ASSIGNED TASK:
Copy out each line of the data below in which "positive" appears.

[Opening MATERIAL PROVIDED section]

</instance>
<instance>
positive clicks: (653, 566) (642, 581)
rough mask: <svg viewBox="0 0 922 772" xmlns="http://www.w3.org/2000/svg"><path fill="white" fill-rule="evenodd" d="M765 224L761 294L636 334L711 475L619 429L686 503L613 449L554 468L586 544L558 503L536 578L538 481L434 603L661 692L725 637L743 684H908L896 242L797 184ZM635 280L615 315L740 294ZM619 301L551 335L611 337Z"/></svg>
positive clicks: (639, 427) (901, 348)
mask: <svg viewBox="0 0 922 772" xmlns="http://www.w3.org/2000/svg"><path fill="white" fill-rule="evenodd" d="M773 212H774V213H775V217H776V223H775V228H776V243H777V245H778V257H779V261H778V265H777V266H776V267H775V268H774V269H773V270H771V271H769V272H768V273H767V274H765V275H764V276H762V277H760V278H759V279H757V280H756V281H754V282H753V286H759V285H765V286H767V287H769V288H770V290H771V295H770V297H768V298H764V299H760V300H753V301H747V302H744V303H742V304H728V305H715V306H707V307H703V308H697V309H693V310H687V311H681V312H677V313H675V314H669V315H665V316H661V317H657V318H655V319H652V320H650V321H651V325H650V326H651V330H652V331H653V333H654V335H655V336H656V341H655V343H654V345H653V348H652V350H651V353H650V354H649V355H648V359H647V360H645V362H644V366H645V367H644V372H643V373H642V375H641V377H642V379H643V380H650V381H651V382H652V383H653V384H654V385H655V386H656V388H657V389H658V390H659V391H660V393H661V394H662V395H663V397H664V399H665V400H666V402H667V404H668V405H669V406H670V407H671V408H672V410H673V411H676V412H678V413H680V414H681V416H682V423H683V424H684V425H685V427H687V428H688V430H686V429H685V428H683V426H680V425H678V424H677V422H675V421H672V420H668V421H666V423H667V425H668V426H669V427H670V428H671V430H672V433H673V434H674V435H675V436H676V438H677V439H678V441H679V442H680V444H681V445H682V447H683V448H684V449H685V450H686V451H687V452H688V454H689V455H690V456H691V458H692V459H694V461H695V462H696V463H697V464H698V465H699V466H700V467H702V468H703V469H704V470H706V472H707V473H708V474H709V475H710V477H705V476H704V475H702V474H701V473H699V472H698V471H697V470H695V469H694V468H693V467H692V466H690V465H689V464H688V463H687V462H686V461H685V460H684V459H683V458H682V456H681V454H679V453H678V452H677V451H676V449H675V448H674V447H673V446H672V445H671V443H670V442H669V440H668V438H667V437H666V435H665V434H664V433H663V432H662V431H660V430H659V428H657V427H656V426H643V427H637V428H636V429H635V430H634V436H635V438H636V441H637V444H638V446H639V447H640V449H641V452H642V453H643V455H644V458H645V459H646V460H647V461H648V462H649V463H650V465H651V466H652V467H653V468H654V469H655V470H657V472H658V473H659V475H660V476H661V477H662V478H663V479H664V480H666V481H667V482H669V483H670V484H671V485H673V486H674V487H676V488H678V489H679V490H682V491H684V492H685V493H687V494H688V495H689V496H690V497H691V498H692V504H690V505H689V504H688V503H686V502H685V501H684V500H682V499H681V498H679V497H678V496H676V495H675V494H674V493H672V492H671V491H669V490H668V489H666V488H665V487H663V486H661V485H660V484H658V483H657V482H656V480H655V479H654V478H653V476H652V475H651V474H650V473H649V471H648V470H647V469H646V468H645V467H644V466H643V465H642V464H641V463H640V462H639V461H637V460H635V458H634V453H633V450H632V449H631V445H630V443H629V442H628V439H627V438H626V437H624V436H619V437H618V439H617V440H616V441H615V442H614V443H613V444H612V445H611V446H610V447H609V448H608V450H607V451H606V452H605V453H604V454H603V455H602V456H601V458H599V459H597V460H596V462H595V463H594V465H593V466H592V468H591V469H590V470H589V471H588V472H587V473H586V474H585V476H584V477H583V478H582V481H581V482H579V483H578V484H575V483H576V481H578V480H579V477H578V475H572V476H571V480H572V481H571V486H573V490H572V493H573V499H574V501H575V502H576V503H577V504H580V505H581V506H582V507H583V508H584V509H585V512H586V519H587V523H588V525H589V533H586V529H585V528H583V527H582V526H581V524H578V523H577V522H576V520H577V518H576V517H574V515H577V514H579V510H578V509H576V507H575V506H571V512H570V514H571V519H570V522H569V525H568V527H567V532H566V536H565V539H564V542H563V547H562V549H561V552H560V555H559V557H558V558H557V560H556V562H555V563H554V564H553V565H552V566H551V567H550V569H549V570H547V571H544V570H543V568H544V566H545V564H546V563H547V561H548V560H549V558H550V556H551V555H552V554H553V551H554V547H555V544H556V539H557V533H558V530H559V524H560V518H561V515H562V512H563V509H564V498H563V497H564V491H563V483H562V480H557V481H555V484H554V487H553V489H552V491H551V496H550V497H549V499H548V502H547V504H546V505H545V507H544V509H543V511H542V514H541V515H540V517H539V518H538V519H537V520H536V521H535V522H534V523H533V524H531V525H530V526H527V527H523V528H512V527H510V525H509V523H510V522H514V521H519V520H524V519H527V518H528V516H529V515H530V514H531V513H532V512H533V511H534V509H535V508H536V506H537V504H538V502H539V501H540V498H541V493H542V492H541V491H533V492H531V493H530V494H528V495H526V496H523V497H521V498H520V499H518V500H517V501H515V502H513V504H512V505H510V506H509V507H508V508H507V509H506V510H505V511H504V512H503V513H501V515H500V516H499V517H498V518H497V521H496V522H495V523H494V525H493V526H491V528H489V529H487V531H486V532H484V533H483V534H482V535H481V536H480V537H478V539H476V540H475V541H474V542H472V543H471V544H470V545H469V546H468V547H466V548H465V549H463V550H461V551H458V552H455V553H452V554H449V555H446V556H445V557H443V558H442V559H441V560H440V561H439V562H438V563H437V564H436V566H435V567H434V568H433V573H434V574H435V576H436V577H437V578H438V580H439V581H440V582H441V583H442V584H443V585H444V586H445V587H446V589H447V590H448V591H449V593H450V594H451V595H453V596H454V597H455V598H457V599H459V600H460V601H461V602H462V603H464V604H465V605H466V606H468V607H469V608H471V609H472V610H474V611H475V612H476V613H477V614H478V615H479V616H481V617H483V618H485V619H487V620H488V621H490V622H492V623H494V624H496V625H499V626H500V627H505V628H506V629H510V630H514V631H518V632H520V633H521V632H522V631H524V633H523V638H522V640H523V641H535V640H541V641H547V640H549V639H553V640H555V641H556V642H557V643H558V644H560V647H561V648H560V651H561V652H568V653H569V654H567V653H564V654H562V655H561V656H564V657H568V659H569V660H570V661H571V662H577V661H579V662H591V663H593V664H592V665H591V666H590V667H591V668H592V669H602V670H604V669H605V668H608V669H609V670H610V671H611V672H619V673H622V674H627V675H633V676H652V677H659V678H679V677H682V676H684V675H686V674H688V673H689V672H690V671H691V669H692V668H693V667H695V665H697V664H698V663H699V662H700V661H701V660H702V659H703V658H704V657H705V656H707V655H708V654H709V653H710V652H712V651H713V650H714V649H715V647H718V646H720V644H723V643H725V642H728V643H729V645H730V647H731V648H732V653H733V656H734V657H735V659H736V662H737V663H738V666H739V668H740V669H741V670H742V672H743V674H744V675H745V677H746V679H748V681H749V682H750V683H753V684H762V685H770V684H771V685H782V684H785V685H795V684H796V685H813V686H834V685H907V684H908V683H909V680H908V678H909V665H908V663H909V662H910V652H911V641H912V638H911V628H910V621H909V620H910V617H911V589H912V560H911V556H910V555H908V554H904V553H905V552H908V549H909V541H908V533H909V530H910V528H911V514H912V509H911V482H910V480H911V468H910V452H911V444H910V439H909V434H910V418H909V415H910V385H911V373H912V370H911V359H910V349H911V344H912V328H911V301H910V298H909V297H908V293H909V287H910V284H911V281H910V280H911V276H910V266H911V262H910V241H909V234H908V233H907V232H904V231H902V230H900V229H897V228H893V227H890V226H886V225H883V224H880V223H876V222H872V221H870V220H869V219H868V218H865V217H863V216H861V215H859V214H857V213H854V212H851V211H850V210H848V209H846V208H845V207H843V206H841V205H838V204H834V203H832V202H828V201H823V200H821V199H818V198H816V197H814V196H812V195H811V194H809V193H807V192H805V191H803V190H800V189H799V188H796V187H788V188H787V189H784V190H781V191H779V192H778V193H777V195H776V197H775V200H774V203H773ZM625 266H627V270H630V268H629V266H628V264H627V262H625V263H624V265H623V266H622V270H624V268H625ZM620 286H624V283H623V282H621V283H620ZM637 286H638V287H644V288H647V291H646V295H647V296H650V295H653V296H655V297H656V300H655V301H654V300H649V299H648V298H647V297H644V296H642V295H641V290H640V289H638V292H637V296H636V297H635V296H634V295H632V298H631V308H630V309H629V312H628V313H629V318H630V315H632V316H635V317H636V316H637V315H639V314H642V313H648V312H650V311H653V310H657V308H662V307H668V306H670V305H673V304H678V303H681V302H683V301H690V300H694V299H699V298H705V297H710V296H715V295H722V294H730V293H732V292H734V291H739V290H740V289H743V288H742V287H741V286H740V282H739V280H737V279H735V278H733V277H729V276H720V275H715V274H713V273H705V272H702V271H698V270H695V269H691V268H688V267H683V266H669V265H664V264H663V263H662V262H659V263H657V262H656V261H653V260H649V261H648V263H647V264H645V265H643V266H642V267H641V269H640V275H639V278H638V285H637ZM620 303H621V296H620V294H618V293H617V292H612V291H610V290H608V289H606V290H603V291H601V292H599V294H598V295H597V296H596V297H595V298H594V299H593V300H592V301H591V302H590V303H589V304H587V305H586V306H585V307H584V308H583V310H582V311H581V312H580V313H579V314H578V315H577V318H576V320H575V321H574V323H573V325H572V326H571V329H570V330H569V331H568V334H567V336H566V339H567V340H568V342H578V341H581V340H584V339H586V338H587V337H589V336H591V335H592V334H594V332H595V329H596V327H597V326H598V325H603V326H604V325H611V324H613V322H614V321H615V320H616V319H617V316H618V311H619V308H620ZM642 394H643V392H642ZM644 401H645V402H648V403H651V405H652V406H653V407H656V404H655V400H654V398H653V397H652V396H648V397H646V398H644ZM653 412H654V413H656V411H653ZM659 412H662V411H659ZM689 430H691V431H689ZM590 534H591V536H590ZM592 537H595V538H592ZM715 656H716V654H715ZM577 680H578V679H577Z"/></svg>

[Closing MATERIAL PROVIDED section]

EXERCISE ANSWER:
positive clicks: (653, 566) (642, 581)
positive clicks: (639, 427) (901, 348)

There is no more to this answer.